● **TASKS AND EXERCISES**
1 – In the text about writing letters while apart, how long was the spouse gone during the first year of marriage?
2 – Write out the portion of the text about writing letters while apart word for word, starting at "We spent most" and ending at "for further schooling.".

● **GIVEN TEXT**
========
We spent most of our engagement apart, due to boot camp and him being stationed in California while I was in Washington. He was gone 6 months of our first year of marriage. He has been deployed three times for months on end and attended numerous academies for further schooling.
So we wrote. We wrote about every day life, we wrote about how much we missed each other, we wrote about our hopes for the future and we wrote our love for each other. We wrote of unhappiness, of bills coming due, of children and fellow soldiers behaving poorly. We wrote it all.
Nothing was left unsaid. I wanted him to feel connected to our life at home, he wanted me to know he was thinking of us always. Distance didn't mean I didn't need some help or advice, or that he didn't need encouragement in his endeavors.
========
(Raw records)
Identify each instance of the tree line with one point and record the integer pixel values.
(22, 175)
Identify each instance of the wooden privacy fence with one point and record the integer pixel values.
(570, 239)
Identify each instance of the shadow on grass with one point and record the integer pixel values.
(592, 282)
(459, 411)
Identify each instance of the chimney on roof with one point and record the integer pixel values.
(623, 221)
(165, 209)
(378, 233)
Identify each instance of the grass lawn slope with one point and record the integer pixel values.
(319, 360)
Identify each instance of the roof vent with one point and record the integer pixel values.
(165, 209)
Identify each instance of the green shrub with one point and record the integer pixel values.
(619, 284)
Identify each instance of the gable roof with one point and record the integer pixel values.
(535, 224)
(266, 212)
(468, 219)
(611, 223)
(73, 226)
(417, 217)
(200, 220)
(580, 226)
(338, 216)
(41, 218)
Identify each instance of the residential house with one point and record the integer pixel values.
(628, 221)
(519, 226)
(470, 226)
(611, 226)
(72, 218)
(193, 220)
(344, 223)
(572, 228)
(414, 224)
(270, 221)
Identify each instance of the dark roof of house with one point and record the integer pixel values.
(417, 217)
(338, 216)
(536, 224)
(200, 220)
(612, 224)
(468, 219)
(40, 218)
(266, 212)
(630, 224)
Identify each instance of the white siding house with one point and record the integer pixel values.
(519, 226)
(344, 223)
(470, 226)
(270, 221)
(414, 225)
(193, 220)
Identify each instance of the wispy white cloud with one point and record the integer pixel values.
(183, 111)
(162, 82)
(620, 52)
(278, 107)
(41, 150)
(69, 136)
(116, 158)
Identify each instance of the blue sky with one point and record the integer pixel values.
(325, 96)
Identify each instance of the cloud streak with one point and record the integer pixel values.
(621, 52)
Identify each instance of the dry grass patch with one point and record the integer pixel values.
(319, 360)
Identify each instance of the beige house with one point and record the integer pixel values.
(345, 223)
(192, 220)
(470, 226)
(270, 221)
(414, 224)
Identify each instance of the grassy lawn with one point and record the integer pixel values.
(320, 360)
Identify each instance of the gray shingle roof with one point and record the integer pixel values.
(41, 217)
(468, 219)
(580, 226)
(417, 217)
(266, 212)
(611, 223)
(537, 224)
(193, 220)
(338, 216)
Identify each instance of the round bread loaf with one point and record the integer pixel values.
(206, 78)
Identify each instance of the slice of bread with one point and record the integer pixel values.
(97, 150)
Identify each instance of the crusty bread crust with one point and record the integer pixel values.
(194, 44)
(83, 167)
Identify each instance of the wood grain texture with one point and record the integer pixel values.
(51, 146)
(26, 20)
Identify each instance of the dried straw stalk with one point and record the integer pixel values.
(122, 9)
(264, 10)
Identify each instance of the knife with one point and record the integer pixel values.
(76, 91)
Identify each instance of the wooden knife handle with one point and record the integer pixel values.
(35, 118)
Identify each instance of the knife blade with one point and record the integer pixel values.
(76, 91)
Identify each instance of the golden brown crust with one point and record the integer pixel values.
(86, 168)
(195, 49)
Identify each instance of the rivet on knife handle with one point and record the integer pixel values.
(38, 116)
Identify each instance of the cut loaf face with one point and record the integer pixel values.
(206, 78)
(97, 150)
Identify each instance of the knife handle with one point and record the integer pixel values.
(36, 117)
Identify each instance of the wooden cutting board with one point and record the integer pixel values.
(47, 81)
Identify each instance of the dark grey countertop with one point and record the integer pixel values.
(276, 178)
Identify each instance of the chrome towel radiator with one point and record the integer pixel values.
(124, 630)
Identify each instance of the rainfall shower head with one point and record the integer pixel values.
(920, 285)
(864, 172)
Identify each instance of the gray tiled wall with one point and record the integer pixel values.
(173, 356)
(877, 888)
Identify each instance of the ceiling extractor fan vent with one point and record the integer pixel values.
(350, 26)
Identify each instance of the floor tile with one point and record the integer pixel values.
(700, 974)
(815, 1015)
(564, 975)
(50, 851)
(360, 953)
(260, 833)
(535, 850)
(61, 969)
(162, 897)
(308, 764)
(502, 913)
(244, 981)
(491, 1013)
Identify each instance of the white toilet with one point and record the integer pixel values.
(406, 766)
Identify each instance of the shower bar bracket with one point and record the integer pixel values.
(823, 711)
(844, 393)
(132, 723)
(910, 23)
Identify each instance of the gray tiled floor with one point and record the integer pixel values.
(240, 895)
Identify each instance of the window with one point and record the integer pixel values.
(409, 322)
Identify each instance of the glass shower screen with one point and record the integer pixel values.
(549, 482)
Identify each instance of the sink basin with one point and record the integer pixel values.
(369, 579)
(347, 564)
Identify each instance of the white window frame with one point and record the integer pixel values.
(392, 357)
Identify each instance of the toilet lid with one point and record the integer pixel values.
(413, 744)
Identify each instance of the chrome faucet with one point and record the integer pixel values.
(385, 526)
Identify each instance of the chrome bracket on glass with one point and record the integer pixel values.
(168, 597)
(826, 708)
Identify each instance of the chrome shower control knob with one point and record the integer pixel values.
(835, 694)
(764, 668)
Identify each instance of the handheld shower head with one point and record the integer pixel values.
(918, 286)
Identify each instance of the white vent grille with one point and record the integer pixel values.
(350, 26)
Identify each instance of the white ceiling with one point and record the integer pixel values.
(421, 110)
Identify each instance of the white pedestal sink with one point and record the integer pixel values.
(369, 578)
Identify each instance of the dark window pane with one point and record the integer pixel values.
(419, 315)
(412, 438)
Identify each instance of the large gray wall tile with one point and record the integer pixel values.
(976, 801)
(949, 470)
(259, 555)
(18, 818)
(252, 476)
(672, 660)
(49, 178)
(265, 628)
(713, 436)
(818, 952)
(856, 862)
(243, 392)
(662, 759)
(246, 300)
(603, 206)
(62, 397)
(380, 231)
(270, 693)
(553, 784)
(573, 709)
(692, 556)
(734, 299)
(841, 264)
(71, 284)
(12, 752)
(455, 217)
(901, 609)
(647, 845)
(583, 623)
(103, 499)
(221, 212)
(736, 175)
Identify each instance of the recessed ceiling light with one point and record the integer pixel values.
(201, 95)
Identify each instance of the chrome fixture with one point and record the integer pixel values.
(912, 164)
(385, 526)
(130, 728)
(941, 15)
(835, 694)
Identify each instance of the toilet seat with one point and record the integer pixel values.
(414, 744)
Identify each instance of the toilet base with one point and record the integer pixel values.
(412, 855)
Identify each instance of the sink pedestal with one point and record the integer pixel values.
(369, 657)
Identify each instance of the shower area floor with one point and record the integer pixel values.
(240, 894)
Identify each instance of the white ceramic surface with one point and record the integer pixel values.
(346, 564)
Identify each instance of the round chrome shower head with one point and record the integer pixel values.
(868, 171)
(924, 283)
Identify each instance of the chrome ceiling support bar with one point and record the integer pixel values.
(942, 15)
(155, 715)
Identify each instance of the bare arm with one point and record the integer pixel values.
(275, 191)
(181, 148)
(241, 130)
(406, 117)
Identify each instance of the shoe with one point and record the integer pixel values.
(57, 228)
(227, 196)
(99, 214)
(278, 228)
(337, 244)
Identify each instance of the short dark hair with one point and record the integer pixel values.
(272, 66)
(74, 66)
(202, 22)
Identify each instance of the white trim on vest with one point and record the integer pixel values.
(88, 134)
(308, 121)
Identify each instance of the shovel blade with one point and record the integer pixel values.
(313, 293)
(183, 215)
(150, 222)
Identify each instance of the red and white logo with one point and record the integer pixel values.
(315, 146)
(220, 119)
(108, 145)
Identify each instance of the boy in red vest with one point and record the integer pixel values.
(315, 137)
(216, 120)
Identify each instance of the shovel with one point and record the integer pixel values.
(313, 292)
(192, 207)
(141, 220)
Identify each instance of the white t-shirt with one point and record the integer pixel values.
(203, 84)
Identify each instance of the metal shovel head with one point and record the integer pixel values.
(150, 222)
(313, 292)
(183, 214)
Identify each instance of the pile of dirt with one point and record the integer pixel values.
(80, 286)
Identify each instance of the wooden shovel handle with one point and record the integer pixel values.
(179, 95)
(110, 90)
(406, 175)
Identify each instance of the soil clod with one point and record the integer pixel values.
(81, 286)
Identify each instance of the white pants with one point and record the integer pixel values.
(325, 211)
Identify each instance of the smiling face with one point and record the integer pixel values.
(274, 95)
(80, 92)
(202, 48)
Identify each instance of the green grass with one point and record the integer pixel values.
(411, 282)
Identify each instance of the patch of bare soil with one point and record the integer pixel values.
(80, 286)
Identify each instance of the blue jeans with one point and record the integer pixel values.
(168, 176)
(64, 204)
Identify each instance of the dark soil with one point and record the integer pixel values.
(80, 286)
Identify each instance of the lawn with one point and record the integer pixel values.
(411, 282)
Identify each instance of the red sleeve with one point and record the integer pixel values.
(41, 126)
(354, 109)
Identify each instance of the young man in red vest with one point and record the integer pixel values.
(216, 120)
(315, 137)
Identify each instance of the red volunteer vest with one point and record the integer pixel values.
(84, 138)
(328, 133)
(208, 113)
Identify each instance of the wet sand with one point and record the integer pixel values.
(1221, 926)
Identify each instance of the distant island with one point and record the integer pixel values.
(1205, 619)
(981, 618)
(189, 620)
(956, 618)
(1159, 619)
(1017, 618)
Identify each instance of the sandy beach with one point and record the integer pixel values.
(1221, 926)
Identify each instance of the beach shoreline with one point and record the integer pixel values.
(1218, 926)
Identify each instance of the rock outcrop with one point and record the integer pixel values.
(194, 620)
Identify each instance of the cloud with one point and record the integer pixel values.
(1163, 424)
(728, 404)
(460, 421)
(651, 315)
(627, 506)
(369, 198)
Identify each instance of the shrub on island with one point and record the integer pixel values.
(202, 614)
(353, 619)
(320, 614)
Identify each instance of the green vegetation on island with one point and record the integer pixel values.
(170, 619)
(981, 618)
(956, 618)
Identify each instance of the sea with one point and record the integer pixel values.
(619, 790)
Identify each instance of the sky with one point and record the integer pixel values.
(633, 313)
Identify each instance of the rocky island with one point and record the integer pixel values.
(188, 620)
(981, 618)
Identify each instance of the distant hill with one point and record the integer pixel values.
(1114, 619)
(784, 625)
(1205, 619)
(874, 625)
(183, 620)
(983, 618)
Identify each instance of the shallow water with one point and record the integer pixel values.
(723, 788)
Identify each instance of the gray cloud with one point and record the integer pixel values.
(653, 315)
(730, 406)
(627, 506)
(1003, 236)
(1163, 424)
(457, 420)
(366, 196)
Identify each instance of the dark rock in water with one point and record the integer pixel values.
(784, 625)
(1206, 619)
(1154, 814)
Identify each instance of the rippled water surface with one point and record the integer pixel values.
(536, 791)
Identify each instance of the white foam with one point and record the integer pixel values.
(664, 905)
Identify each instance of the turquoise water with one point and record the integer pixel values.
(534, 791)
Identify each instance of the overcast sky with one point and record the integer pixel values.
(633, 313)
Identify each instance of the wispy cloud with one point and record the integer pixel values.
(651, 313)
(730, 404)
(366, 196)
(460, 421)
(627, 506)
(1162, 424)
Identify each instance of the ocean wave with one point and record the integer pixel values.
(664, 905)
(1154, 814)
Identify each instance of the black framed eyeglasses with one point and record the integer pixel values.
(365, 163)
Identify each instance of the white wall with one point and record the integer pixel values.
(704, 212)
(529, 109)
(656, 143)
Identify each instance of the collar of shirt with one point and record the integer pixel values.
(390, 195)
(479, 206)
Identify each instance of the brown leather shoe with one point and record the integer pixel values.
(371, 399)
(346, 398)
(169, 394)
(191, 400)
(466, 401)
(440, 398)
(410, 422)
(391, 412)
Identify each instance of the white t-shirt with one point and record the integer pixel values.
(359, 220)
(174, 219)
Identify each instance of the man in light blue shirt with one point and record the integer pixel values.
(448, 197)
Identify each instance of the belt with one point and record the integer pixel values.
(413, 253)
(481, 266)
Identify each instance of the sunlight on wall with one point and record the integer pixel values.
========
● **RESULTS BY TASK**
1 – Six months.

2 –
We spent most of our engagement apart, due to boot camp and him being stationed in California while I was in Washington. He was gone 6 months of our first year of marriage. He has been deployed three times for months on end and attended numerous academies for further schooling.